Rewrite the items, starting with the line containing "Trace the outline of every instance of the shadow" and continuing through the end of the items, and replace "Polygons" with "Outlines" while leaving everything else unchanged.

## Record extracts
start

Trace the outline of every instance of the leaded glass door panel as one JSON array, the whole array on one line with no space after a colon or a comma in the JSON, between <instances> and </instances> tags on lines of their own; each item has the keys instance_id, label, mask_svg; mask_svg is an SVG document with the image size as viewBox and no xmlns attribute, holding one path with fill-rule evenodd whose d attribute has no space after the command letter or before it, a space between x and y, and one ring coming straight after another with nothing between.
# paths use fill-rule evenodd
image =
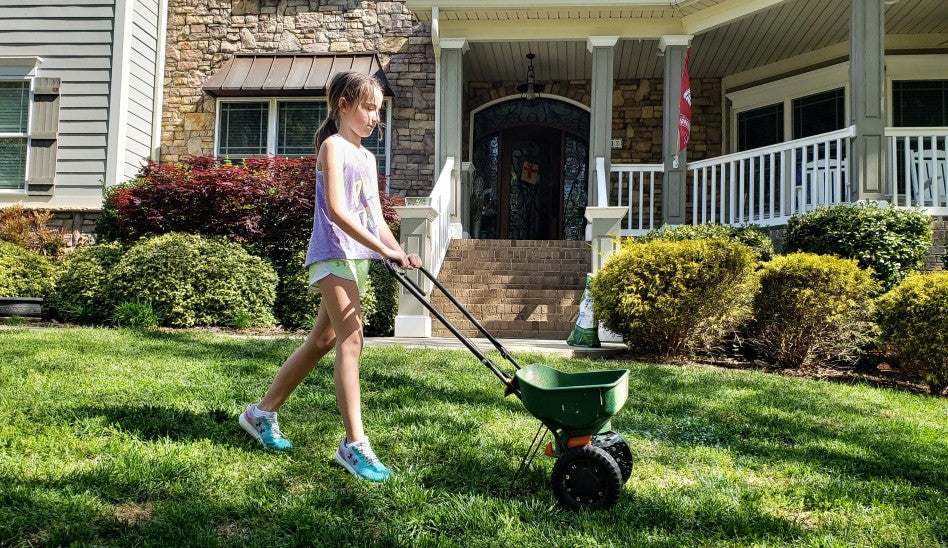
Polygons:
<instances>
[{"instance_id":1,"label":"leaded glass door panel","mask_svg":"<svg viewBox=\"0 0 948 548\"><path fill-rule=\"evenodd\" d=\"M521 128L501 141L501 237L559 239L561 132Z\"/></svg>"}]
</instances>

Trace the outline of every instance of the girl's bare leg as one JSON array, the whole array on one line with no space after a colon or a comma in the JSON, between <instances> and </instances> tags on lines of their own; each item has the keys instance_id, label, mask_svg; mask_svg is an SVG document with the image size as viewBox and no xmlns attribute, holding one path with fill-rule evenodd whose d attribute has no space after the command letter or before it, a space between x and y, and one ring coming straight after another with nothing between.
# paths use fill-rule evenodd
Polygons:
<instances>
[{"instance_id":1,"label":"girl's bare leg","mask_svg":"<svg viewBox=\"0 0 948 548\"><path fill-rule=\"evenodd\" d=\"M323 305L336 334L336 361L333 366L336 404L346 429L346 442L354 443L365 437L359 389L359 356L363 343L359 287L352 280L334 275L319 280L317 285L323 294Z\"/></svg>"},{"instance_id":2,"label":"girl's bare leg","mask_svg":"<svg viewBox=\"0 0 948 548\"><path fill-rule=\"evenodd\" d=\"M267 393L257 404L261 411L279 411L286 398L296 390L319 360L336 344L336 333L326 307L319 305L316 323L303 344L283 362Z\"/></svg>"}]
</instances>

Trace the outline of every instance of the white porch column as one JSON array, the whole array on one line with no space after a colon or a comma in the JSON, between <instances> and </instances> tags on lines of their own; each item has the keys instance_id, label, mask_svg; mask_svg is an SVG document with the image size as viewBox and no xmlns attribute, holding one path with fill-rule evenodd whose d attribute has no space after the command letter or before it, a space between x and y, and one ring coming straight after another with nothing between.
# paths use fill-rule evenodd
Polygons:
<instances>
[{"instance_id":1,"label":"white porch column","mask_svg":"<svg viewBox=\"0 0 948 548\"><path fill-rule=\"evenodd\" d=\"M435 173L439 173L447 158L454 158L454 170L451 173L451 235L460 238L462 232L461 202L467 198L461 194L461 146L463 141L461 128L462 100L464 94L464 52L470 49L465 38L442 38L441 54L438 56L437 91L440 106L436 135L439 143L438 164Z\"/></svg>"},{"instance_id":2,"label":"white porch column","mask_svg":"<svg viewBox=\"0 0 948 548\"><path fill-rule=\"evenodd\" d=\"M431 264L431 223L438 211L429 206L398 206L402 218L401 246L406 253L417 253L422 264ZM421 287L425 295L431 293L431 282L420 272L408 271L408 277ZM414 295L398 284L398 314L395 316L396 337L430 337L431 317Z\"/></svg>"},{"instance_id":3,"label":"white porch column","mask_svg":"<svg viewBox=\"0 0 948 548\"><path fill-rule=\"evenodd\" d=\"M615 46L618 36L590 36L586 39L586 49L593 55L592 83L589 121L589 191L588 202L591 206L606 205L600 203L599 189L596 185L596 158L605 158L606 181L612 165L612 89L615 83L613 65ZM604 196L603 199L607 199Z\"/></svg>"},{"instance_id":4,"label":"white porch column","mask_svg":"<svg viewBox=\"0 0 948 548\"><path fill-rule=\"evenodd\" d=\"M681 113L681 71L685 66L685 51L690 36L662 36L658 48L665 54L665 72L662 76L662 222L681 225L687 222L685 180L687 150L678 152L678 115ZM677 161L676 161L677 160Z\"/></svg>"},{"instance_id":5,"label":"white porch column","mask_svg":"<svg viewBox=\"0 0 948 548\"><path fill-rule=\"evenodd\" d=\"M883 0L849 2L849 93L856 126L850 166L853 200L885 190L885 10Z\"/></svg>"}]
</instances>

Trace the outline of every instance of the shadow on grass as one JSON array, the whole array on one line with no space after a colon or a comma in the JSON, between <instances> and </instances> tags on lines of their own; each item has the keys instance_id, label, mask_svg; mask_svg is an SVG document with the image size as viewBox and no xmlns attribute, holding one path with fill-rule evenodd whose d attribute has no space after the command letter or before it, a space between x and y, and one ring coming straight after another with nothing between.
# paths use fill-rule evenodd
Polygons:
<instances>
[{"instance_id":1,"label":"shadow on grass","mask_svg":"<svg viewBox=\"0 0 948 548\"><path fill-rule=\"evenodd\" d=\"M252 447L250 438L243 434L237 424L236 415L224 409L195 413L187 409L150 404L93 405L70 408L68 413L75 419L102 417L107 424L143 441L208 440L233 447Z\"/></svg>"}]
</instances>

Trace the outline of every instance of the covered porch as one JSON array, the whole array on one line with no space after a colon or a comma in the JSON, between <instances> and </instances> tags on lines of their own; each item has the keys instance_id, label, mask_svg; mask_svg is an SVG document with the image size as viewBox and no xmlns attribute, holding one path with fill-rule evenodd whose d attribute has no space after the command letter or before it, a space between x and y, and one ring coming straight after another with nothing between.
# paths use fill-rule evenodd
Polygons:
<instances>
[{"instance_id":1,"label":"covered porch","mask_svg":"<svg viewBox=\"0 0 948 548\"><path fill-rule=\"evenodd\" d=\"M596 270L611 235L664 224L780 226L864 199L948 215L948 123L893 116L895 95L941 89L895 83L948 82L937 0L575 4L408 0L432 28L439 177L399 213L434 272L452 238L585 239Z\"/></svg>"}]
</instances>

end

## Written solution
Trace the outline of every instance of the shadow on grass as one JSON array, the whole array on one line with no space after a colon or a comma in the JSON, between <instances> and </instances> tags on lines of their own; each item has the keys instance_id, label, mask_svg; mask_svg is an SVG document with the image size as viewBox and no xmlns attribute, holding one path with fill-rule evenodd whose d attribute has no space after the command letter or before it, a space between x and y, and one ring coming straight after another with nothing between.
# paths use fill-rule evenodd
Outlines:
<instances>
[{"instance_id":1,"label":"shadow on grass","mask_svg":"<svg viewBox=\"0 0 948 548\"><path fill-rule=\"evenodd\" d=\"M252 447L250 438L243 434L237 424L236 415L224 409L195 413L187 409L150 404L93 405L70 408L68 413L75 419L102 417L107 424L143 441L208 440L233 447Z\"/></svg>"}]
</instances>

Trace the outline of every instance of the covered porch as one JSON array, the whole array on one line with no space after a colon or a comma in the JSON, between <instances> and </instances> tags on lines of their own; each item has the keys instance_id, label, mask_svg; mask_svg is an SVG document with the image size as viewBox and no xmlns attribute, holding one path with fill-rule evenodd whose d attribute has no space after the command letter or before it, a space between x and y, and one ring coming straight after another with nothing between.
# paths use fill-rule evenodd
Outlines:
<instances>
[{"instance_id":1,"label":"covered porch","mask_svg":"<svg viewBox=\"0 0 948 548\"><path fill-rule=\"evenodd\" d=\"M596 270L611 235L664 224L780 226L864 199L948 215L948 123L893 116L895 95L941 89L895 83L948 82L937 0L575 4L408 0L432 28L439 177L399 213L434 272L452 238L585 239Z\"/></svg>"}]
</instances>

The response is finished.